*EXTRACTED TEXT*.
Begin

A web site that has offered a
platform for republicans
opposed to Sinn Féin's
involvement in the peace
process will log off this
evening (Sunday), seven years and 25m
"hits" after it was launched.
The demise of The Blanket,
named after the five-year
protest by the Provisional IRA
in the Maze prison during the
1970s and 1980s, is likely to be
welcomed by Gerry Adams, the
Sinn Féin president, and his
inner circle.
The site, set up in 2001 by
Anthony McIntyre, a former
IRA prisoner, and Carrie
Twomey, his American-born
wife, had proved a thorn in the
side of the Sinn Féin party
leadership.
Described as "a journal of
protest and dissent", it served
as a space where various
dissident groups tried – but
failed – to find a way forward
for the divided strands of
republicanism that opposed the
Good Friday agreement.
Twomey has said the site
proved so controversial that the
couple's home had been
picketed by Sinn Féin and the
family were threatened by the
Provisional IRA.
The decision to close it was
taken because of time pressures
on the McIntyres, who recently
moved with their two young
children from Belfast to
the republic. The success of
the peace process was also a
factor.

End

(Outline labeling records)
Begin

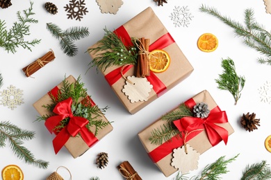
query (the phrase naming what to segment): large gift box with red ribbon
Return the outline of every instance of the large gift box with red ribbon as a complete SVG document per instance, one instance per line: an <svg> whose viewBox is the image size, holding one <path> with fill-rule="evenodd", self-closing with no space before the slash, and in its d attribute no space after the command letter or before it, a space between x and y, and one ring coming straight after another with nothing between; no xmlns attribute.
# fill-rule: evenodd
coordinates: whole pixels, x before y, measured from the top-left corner
<svg viewBox="0 0 271 180"><path fill-rule="evenodd" d="M114 65L108 67L105 71L100 69L120 101L132 114L183 81L194 70L177 43L149 7L115 29L114 33L117 35L126 47L131 45L131 38L142 37L148 38L150 39L149 52L153 50L162 49L167 52L171 58L170 64L165 71L162 73L151 71L150 75L146 77L153 86L147 101L131 102L122 92L122 89L126 84L126 80L123 76L131 76L134 74L133 65L126 66ZM98 44L97 42L90 48L97 47ZM89 53L92 60L99 55L99 53Z"/></svg>
<svg viewBox="0 0 271 180"><path fill-rule="evenodd" d="M69 75L65 79L67 83L73 84L76 80ZM72 98L67 98L56 104L53 111L50 111L44 106L52 104L52 98L57 98L58 94L60 93L60 89L63 87L63 81L57 86L51 89L44 96L36 101L33 105L41 117L47 117L44 125L47 129L56 136L53 140L53 146L55 153L57 154L60 150L65 146L74 158L76 158L85 153L90 147L97 143L106 135L113 130L113 127L104 113L100 111L100 109L95 105L90 96L85 98L79 98L79 106L94 107L97 111L97 114L90 115L98 119L101 123L106 124L98 133L95 134L95 126L89 126L88 119L73 114ZM64 119L69 118L69 122L60 131L56 131L56 126L60 125ZM88 128L86 127L88 126Z"/></svg>
<svg viewBox="0 0 271 180"><path fill-rule="evenodd" d="M188 144L202 154L221 141L227 144L228 136L234 132L228 122L226 111L220 109L208 91L204 90L199 93L182 105L185 105L190 109L191 112L193 112L195 105L199 103L203 105L202 102L208 105L208 115L204 118L199 118L197 116L185 116L173 120L172 123L173 128L181 134L170 137L167 141L156 144L151 143L149 139L154 132L161 129L168 123L163 116L138 133L138 137L149 156L165 177L178 170L172 165L174 150ZM180 111L180 107L178 106L169 113ZM195 111L197 112L197 110ZM185 165L188 164L184 163Z"/></svg>

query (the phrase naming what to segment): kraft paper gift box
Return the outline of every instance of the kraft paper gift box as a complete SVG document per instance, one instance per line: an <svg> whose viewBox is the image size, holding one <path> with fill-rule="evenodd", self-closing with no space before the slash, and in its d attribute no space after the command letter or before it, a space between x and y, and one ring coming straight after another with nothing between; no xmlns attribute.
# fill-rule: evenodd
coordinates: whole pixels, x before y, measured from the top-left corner
<svg viewBox="0 0 271 180"><path fill-rule="evenodd" d="M186 105L186 103L190 103L191 102L192 102L192 104L200 102L206 103L208 106L208 109L211 110L210 114L212 112L213 113L213 111L222 112L206 90L199 93L184 103ZM172 111L177 111L178 107L179 106ZM223 111L223 113L226 114L225 111ZM181 118L179 120L181 120ZM151 132L154 129L160 129L166 122L166 120L162 120L161 118L158 119L154 123L139 132L138 137L152 161L158 166L165 177L169 177L178 170L171 165L172 159L173 158L172 153L174 149L180 147L183 145L183 136L182 138L173 137L170 141L163 143L162 145L151 144L149 140L149 138L151 136ZM215 125L226 129L228 132L227 136L234 132L233 129L227 120L227 123L215 123ZM213 147L207 136L206 130L195 131L192 136L189 138L187 136L186 143L200 154Z"/></svg>
<svg viewBox="0 0 271 180"><path fill-rule="evenodd" d="M149 51L151 51L151 49L163 49L167 52L171 58L170 66L165 71L159 73L153 73L151 75L151 77L158 78L161 81L161 87L162 87L160 88L158 85L151 82L154 88L149 93L149 96L147 101L138 101L131 103L127 96L122 91L125 85L125 79L121 76L120 66L112 66L107 68L105 71L99 69L123 105L132 114L136 113L157 99L161 95L185 80L194 70L177 44L174 42L173 37L149 7L120 26L114 32L119 37L120 36L121 39L125 39L128 37L129 38L125 39L124 42L131 41L131 37L141 38L144 37L146 39L149 39ZM164 40L164 42L161 42L161 40ZM97 42L91 46L90 48L97 47L98 44ZM93 51L89 51L89 53L93 60L99 55L100 52L95 53ZM115 81L108 79L110 74L116 72L115 71L118 71L117 73L119 78L117 78L117 80L115 80ZM132 66L124 75L126 77L133 75L134 71L134 66ZM149 80L149 78L147 79L148 80Z"/></svg>
<svg viewBox="0 0 271 180"><path fill-rule="evenodd" d="M65 80L70 84L72 84L76 81L76 80L72 75L69 75L69 77L66 78ZM57 91L57 89L60 89L62 87L62 86L63 86L63 82L58 84L54 88L53 88L51 90L51 91L54 90ZM56 93L57 93L58 92L56 91ZM89 98L88 100L90 100L90 102L91 102L91 104L92 105L95 105L91 98ZM83 102L82 100L83 100L82 98L79 99L79 100L81 100L81 102ZM55 116L56 114L54 114L51 111L49 111L47 108L42 107L43 105L51 105L52 104L52 102L53 101L50 96L47 93L44 96L42 96L40 99L36 101L33 105L34 108L37 110L37 111L40 114L41 116L47 116L47 115ZM106 119L106 118L104 116L102 113L101 113L100 116L98 117L98 119L101 120L104 123L108 123L108 120ZM95 132L95 126L91 127L90 130L92 132ZM108 124L106 127L103 127L101 129L99 129L96 136L94 135L93 133L90 132L88 131L88 132L86 134L87 134L86 136L88 136L86 139L89 139L89 141L91 141L89 143L89 145L87 144L87 143L85 142L85 141L83 140L83 138L82 138L81 135L76 134L75 136L72 136L70 134L69 134L68 136L69 136L69 137L64 145L67 148L67 150L69 152L69 153L72 154L72 156L75 159L82 155L83 153L85 153L90 147L94 145L96 143L99 142L99 141L103 138L106 135L107 135L112 130L113 130L112 125L110 124ZM57 152L56 152L56 153Z"/></svg>

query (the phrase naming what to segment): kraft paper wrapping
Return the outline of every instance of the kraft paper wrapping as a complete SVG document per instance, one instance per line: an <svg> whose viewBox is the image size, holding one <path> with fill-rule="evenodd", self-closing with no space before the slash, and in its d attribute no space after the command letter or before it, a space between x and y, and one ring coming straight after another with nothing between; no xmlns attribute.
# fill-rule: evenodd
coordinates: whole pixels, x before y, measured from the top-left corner
<svg viewBox="0 0 271 180"><path fill-rule="evenodd" d="M150 39L150 44L162 35L168 33L160 19L155 15L154 12L149 7L123 24L123 26L131 37L141 38L144 37ZM97 47L97 45L98 44L96 43L90 48ZM188 78L193 71L194 69L176 42L163 48L163 50L169 53L171 57L171 64L165 71L161 73L155 73L155 75L163 82L168 91ZM100 53L101 52L98 52L95 54L92 52L90 53L90 55L94 59L97 55L99 55ZM101 73L104 75L106 75L118 67L120 66L113 66L108 68L104 71L101 71ZM133 75L134 75L134 71L135 69L133 67L124 74L124 76ZM122 92L122 89L124 85L124 78L120 78L117 82L111 86L111 88L125 108L132 114L136 113L158 98L157 94L151 89L147 101L139 101L138 102L131 103L128 99L128 97Z"/></svg>
<svg viewBox="0 0 271 180"><path fill-rule="evenodd" d="M192 98L196 103L202 102L206 103L210 110L217 106L215 100L211 96L209 92L206 90L199 93ZM179 106L174 108L172 111L176 110L178 107ZM160 127L165 123L165 120L163 120L160 118L138 133L138 137L147 153L149 153L159 146L151 144L149 138L151 136L151 131L154 129L160 128ZM234 132L234 130L229 123L217 125L226 129L229 132L229 135ZM182 139L180 139L180 141L182 141ZM187 143L201 154L213 147L208 139L205 131L200 132ZM165 177L169 177L177 171L177 169L170 165L172 157L172 153L170 153L155 163Z"/></svg>
<svg viewBox="0 0 271 180"><path fill-rule="evenodd" d="M72 76L69 75L66 78L66 80L69 83L73 83L76 81L76 80ZM62 87L61 83L58 84L57 87L60 89ZM83 99L82 99L83 100ZM44 96L42 96L40 99L39 99L37 102L35 102L33 106L37 110L37 111L40 114L40 116L44 115L54 115L54 113L48 111L46 108L43 107L42 105L49 105L52 103L51 98L46 93ZM103 120L105 122L108 122L106 118L104 115L101 115L101 117L99 117L99 119ZM106 134L110 132L113 130L113 127L111 125L108 125L105 127L103 127L102 129L100 129L98 132L98 134L96 138L100 141L102 138L104 138ZM92 132L95 131L95 127L92 127L90 129ZM99 141L98 141L99 142ZM85 152L86 152L90 147L85 143L85 141L82 139L81 136L76 136L75 137L71 136L67 143L65 144L65 147L69 152L72 156L75 159L81 155L82 155Z"/></svg>

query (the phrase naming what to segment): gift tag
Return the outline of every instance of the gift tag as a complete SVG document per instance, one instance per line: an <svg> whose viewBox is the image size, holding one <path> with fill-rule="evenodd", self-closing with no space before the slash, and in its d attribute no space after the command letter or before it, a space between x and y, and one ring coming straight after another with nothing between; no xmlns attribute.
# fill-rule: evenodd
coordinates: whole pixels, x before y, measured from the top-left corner
<svg viewBox="0 0 271 180"><path fill-rule="evenodd" d="M133 103L139 100L147 101L151 89L152 85L146 78L136 78L133 75L127 77L122 92Z"/></svg>
<svg viewBox="0 0 271 180"><path fill-rule="evenodd" d="M182 174L188 172L190 170L197 169L198 162L200 154L194 150L192 147L186 144L187 154L185 147L174 149L173 150L173 158L171 165L178 169Z"/></svg>
<svg viewBox="0 0 271 180"><path fill-rule="evenodd" d="M123 4L122 0L96 0L100 6L101 13L117 14L117 11Z"/></svg>

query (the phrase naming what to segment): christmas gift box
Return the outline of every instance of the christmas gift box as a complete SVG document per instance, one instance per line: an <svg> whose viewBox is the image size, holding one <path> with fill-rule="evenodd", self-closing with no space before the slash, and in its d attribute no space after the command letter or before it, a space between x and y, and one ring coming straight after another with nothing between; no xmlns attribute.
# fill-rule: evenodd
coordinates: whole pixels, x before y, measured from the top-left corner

End

*THINGS TO DO*.
1: Please translate this sentence from the article on The Blanket's closure into Spanish: "The site, set up in 2001 by Anthony McIntyre, a former IRA prisoner, and Carrie Twomey, his American-born wife, had proved a thorn in the side of the Sinn Féin party leadership."
2: Carry on the article about The Blanket's closure from its final sentence.

*ANSWERS TO THE EXERCISES*.
1: El sitio, creado en 2001 por Anthony McIntyre, un exprisionero del IRA, y Carrie Twomey, su esposa nacida en Estados Unidos, había resultado una piedra en el zapato para la dirección del partido Sinn Féin.

2:
When McIntyre, who served
18 years in jail for the murder
of a Ulster Volunteer Force
member, and his wife created
the site, they declared its
purpose was to protect freedom
of speech from what they
claimed was an attempt by the
Provisionals to crush opposition
to Sinn Féin.
McIntyre was released from
jail in 1992, having spent
several years on The Blanket
protest, which started in 1976
when the IRA prisoner Kieran
Nugent refused to wear a
prison uniform. It eventually
escalated to dirty protests and
hunger strikes.
In 1998, McIntyre resigned
from Sinn Féin in protest at its
endorsement of the Good
Friday agreement. Since then,
he has castigated the party's
leadership, while remaining
apart from any of the dissident
groups, and vehemently
opposing the continued use of
violence by groups such as the
Real IRA and Continuity IRA.
The Blanket has published
contributions from a wide
variety of authors, including
loyalists such as Davy Adams,
the former Ulster Democratic
party politician.
The Blanket can be found at
lark.phoblacht.net.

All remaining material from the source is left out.